What the task asks: From the line containing "the man's neck" down to the last line of the records below, copy every line exactly. Leave out everything before it.

Extracted material:
○ ○ ○
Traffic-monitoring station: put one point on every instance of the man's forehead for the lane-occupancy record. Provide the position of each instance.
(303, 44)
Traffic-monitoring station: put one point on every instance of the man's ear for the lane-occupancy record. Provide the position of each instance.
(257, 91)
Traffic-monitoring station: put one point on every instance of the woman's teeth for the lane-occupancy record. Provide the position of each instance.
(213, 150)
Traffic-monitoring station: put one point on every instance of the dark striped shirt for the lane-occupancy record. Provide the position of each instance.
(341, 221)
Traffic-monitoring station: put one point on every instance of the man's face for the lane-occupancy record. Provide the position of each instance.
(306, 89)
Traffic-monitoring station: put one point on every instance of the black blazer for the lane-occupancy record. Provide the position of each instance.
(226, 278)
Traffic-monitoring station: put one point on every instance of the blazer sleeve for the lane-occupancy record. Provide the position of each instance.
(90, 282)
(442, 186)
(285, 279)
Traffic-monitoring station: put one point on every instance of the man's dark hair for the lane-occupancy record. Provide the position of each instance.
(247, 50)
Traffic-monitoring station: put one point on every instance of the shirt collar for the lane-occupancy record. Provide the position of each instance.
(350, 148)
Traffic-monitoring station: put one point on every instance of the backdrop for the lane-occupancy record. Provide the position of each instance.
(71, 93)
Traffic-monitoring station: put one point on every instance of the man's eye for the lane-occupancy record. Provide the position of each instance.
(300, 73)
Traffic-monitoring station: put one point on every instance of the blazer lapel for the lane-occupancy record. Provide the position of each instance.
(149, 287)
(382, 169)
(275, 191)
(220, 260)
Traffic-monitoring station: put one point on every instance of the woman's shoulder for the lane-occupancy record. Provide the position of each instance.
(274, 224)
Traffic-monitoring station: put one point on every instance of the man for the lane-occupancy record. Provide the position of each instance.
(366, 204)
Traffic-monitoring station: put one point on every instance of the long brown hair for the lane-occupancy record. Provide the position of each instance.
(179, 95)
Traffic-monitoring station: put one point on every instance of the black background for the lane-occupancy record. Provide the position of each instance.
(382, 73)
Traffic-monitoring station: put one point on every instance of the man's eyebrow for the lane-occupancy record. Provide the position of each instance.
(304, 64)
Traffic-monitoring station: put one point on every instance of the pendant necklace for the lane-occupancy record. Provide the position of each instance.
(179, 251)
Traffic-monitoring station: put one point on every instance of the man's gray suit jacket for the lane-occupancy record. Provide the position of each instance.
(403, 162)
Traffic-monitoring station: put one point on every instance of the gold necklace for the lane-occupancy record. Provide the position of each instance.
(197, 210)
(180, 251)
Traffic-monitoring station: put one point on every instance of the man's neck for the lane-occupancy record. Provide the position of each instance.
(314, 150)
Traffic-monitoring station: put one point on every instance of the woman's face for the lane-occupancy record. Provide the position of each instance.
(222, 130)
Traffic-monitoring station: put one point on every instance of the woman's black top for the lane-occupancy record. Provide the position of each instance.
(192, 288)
○ ○ ○
The reply:
Traffic-monitoring station: put one point on every instance of the man's neck for the lane-occupancy record. Provide the position of each instance.
(314, 150)
Traffic-monitoring station: put one point on every instance of the woman's face for the lane-occupancy record. Provide the position of each instance.
(222, 130)
Traffic-monitoring station: put one point on every instance of the woman's black top for the lane-occupancy record. Provide the position of each instance.
(192, 288)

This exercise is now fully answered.